(Point annotations on photos)
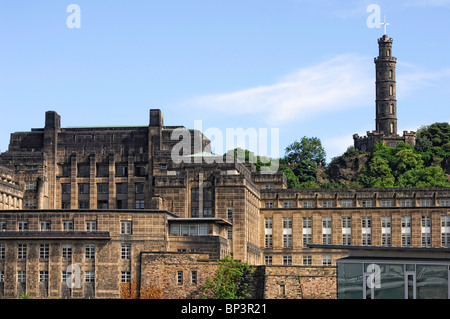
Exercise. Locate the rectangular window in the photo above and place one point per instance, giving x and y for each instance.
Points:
(43, 276)
(2, 251)
(445, 231)
(89, 276)
(386, 230)
(21, 276)
(44, 251)
(385, 203)
(65, 188)
(45, 225)
(22, 225)
(327, 203)
(67, 251)
(287, 260)
(366, 231)
(180, 277)
(426, 231)
(125, 251)
(194, 277)
(67, 225)
(125, 276)
(307, 231)
(91, 225)
(84, 171)
(102, 188)
(89, 251)
(406, 231)
(346, 203)
(125, 227)
(307, 204)
(269, 204)
(346, 230)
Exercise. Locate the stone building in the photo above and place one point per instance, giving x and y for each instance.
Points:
(83, 210)
(385, 104)
(11, 194)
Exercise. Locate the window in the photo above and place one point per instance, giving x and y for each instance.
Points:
(194, 277)
(287, 260)
(230, 213)
(125, 251)
(125, 276)
(288, 204)
(67, 251)
(122, 170)
(45, 225)
(445, 231)
(385, 203)
(385, 230)
(307, 260)
(366, 203)
(43, 276)
(139, 187)
(366, 231)
(444, 202)
(102, 188)
(22, 225)
(326, 260)
(125, 227)
(405, 203)
(89, 276)
(307, 204)
(22, 251)
(91, 225)
(21, 276)
(268, 232)
(83, 188)
(102, 170)
(179, 277)
(139, 204)
(346, 230)
(327, 203)
(44, 251)
(326, 230)
(269, 204)
(67, 225)
(30, 186)
(83, 170)
(65, 188)
(287, 232)
(122, 188)
(2, 251)
(346, 203)
(426, 231)
(89, 251)
(406, 231)
(307, 231)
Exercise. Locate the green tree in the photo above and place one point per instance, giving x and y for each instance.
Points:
(307, 149)
(229, 282)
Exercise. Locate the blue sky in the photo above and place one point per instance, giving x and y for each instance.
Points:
(304, 67)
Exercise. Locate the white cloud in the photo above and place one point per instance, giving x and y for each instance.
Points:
(337, 84)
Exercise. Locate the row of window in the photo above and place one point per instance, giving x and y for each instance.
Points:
(102, 188)
(366, 231)
(362, 203)
(84, 170)
(67, 225)
(44, 251)
(306, 260)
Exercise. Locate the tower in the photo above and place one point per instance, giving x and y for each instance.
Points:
(386, 101)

What you are asked to do: Please render every line of the listing above as a Markdown table with the columns Row and Line, numbering each entry in Row and skipping blank lines. Omit the pictures from the table.

Answer:
| Row | Line |
|---|---|
| 1 | Exercise. Locate the rectangular window in the photo above and place one point per instance, giving x and y for each instance. |
| 2 | Points: |
| 3 | (43, 276) |
| 4 | (2, 251) |
| 5 | (445, 231) |
| 6 | (89, 276) |
| 7 | (386, 230) |
| 8 | (21, 276) |
| 9 | (44, 251) |
| 10 | (385, 203) |
| 11 | (65, 188) |
| 12 | (45, 225) |
| 13 | (22, 225) |
| 14 | (327, 203) |
| 15 | (67, 251) |
| 16 | (287, 260) |
| 17 | (366, 231) |
| 18 | (180, 277) |
| 19 | (426, 231) |
| 20 | (125, 251) |
| 21 | (194, 277) |
| 22 | (67, 225) |
| 23 | (125, 276) |
| 24 | (307, 231) |
| 25 | (91, 225) |
| 26 | (84, 171) |
| 27 | (102, 188) |
| 28 | (89, 251) |
| 29 | (406, 231) |
| 30 | (346, 203) |
| 31 | (125, 227) |
| 32 | (307, 204) |
| 33 | (269, 204) |
| 34 | (346, 230) |
| 35 | Exercise. Locate the stone building in the photo above and place one point per instance, giving x and y for each instance. |
| 36 | Points: |
| 37 | (83, 210) |
| 38 | (385, 104) |
| 39 | (11, 194) |
| 40 | Exercise. Locate the window in the photo above and place one point per instance, giving x and y for each instance. |
| 41 | Points: |
| 42 | (194, 277) |
| 43 | (287, 260) |
| 44 | (230, 213) |
| 45 | (125, 251) |
| 46 | (125, 276) |
| 47 | (288, 204) |
| 48 | (67, 251) |
| 49 | (122, 170) |
| 50 | (45, 225) |
| 51 | (445, 231) |
| 52 | (385, 203) |
| 53 | (385, 230) |
| 54 | (307, 260) |
| 55 | (366, 203) |
| 56 | (43, 276) |
| 57 | (139, 187) |
| 58 | (366, 231) |
| 59 | (444, 202) |
| 60 | (102, 188) |
| 61 | (22, 225) |
| 62 | (326, 260) |
| 63 | (125, 227) |
| 64 | (405, 203) |
| 65 | (89, 276) |
| 66 | (307, 204) |
| 67 | (22, 251) |
| 68 | (91, 225) |
| 69 | (21, 276) |
| 70 | (268, 232) |
| 71 | (83, 188) |
| 72 | (102, 170) |
| 73 | (179, 277) |
| 74 | (139, 204) |
| 75 | (346, 230) |
| 76 | (327, 203) |
| 77 | (44, 251) |
| 78 | (326, 230) |
| 79 | (269, 204) |
| 80 | (67, 225) |
| 81 | (30, 186) |
| 82 | (83, 170) |
| 83 | (65, 188) |
| 84 | (287, 232) |
| 85 | (122, 188) |
| 86 | (2, 251) |
| 87 | (346, 203) |
| 88 | (426, 231) |
| 89 | (89, 251) |
| 90 | (406, 231) |
| 91 | (307, 231) |
| 92 | Exercise. Locate the green tree in the photo above and place one point per instance, giving x and y for each instance. |
| 93 | Points: |
| 94 | (307, 149) |
| 95 | (229, 282) |
| 96 | Exercise. Locate the blue sky in the photo above and place one point per instance, giving x and y for each instance. |
| 97 | Points: |
| 98 | (304, 67) |
| 99 | Exercise. Locate the white cloud in the photo above and place one point per instance, giving x and y for each instance. |
| 100 | Points: |
| 101 | (337, 84) |
| 102 | Exercise. Locate the row of window in the photo above and place one point per instance, giving x and y for each instance. |
| 103 | Points: |
| 104 | (102, 188) |
| 105 | (366, 231) |
| 106 | (362, 203) |
| 107 | (84, 170) |
| 108 | (67, 225) |
| 109 | (44, 251) |
| 110 | (306, 260) |
| 111 | Exercise. Locate the tower in the photo above and place one point per instance, giving x and y for each instance. |
| 112 | Points: |
| 113 | (386, 101) |